▶ WHAT TO DO:
1 > In the Quiznos conspiracy passage, on what basis did the motion judge dismiss the conspiracy claim as a proposed common issue?
2 > Please extend the Quiznos conspiracy passage, picking up after its final sentence.
##### SELECTED TEXT
63. Furthermore, pursuant to the Price Maintenance Agreements and the acts particularized in paragraphs 31 to 42 hereof, the GFS companies have knowingly aided, abetted and counselled the Quiznos defendants in maintaining the prices at which the GFS companies have supplied or offered to supply products and supplies to the Class Members, which price maintenance is contrary to section 61(1) of the Competition Act and which aiding, abetting and counselling is contrary to sections 21 and 22 of the Criminal Code, R.S.C. 1985, c. C-46.
[47] As in the case of the s. 61(1) claim, the motion judge dismissed the conspiracy claim as a proposed common issue on the basis that it would be overwhelmed by the damages issue, which could not be established on a class wide basis.
[48] The Divisional Court in its analysis held that to succeed on the conspiracy claim, the appellants must prove the following elements:
1. that the respondents entered into an agreement (to permit the Quiznos respondents to enhance, fix and maintain prices to be paid by the class members contrary to s. 61 of the Competition Act);
2. that the GFS respondents' conduct (aiding and abetting price maintenance by the Quiznos respondents) is unlaw-ful;
3. that the respondents acted in furtherance of the agree-ment;
4. that the respondents should have known that the conspiracy would likely cause serious harm to the class members by forcing them to pay inflated prices for the goods; and
5. that the conspiracy has caused damage to the class members.
[49] The Divisional Court majority concluded at para. 81 of their reasons:
Given our conclusion that the fact of loss on a class wide basis is a common issue, we are satisfied that whether the respondents engaged in a civil conspiracy is a common issue. However, even in the absence of proof of the fact of loss, the first four constituent elements of conspiracy are common issues that would advance each franchisee's claim and avoid duplication of fact finding and legal analysis.
##########
##### LISTED RECORDS
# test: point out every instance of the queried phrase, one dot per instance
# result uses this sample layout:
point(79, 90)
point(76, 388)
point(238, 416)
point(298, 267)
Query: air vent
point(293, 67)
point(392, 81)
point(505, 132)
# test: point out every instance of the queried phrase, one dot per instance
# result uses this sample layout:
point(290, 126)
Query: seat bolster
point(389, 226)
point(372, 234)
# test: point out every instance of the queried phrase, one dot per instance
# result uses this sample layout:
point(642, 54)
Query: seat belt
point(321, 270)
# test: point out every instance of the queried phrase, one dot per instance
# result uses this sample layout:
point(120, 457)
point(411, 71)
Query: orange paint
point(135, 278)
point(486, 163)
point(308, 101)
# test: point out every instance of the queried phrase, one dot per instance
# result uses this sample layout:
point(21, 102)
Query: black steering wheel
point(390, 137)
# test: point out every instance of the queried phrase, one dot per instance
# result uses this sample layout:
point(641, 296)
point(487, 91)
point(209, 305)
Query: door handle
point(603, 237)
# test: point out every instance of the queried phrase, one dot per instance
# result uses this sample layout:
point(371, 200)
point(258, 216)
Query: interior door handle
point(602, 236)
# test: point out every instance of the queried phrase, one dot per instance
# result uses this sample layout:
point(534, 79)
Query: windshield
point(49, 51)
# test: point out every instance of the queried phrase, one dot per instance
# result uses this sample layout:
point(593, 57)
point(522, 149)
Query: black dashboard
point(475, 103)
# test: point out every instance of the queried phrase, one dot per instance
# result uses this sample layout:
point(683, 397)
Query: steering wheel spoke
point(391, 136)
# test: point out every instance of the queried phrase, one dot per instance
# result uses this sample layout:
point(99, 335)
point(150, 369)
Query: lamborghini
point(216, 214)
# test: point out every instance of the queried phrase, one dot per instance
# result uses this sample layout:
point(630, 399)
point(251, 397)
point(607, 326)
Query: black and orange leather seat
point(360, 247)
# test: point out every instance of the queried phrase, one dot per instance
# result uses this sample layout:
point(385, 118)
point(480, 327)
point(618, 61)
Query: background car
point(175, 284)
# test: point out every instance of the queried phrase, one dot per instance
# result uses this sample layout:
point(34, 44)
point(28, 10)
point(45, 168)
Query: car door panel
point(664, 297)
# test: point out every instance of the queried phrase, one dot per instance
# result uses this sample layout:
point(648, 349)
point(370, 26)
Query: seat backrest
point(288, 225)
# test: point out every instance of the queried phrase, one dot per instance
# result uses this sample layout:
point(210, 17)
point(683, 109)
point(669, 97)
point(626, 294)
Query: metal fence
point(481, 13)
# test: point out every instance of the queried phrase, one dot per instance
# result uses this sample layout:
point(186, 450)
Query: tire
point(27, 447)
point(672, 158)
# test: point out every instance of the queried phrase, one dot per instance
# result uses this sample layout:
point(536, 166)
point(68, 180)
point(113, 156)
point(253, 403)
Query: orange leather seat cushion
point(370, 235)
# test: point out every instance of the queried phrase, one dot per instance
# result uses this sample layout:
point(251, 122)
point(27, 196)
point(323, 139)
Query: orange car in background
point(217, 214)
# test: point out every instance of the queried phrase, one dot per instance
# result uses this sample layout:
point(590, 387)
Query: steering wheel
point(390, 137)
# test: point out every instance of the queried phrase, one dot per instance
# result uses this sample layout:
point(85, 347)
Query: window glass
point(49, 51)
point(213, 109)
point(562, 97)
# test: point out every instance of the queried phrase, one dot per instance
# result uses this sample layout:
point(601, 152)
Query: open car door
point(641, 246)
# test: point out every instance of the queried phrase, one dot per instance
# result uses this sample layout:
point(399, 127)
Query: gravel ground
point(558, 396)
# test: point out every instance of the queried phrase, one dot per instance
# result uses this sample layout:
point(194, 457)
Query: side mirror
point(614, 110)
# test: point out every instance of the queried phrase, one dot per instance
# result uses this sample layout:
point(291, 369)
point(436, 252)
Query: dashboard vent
##########
▶ ANSWERS FOR THE EXERCISE:
1 > The motion judge found it would be overwhelmed by the damages issue, which could not be established on a class wide basis.

2 >
I agree with the Divisional Court's conclusion.
[50] The motion judge also disposed of the breach of contract claim as a proposed common issue on the basis that the claim for damages of $75 million arising from the breach would not permit the claim to proceed on a class wide basis.
[51] The Divisional Court majority concluded that the Quiznos appellants "are alleged to have breached certain sections of the franchise agreements by failing to ensure that its franchisees are obtaining 'commercially reasonable prices' for supplies".
[52] The Divisional Court majority was of the view that there were a number of contractual issues for determination on a class wide basis, which would advance the litigation including:
(a) the meaning of the contract provisions;
(b) the existence and nature of any common law duty of fairness; and
(c) whether the Quiznos respondents have breached a contract provision in failing to provide specifications.
[53] As in respect of the Competition Act claim and the conspiracy claim, the appellants argue that the contract claims are highly individualistic and are not conducive to a determination on a class wide basis. I am not persuaded. I accept the Divisional Court majority's conclusion at para. 93:
Based on the foregoing, we find that a significant number of factual and legal issues, integral to the breach of contract claim, are common issues. These represent substantial ingredients of the breach of contract claim that could advance the claim of each class member and will avoid duplication of fact-finding or legal analysis.
[54] The appellants submit that the Divisional Court majority employed s. 23 to alter the constituent elements of the alleged causes of action by permitting the franchisees to establish damages on statistical probabilities or percentages. The appellants further submit that the court's right to make an aggregate assessment under s. 24(1) is only available after some liability and some entitlement are established - s. 24 merely provides a method to assess the quantum of damages on an aggregate basis.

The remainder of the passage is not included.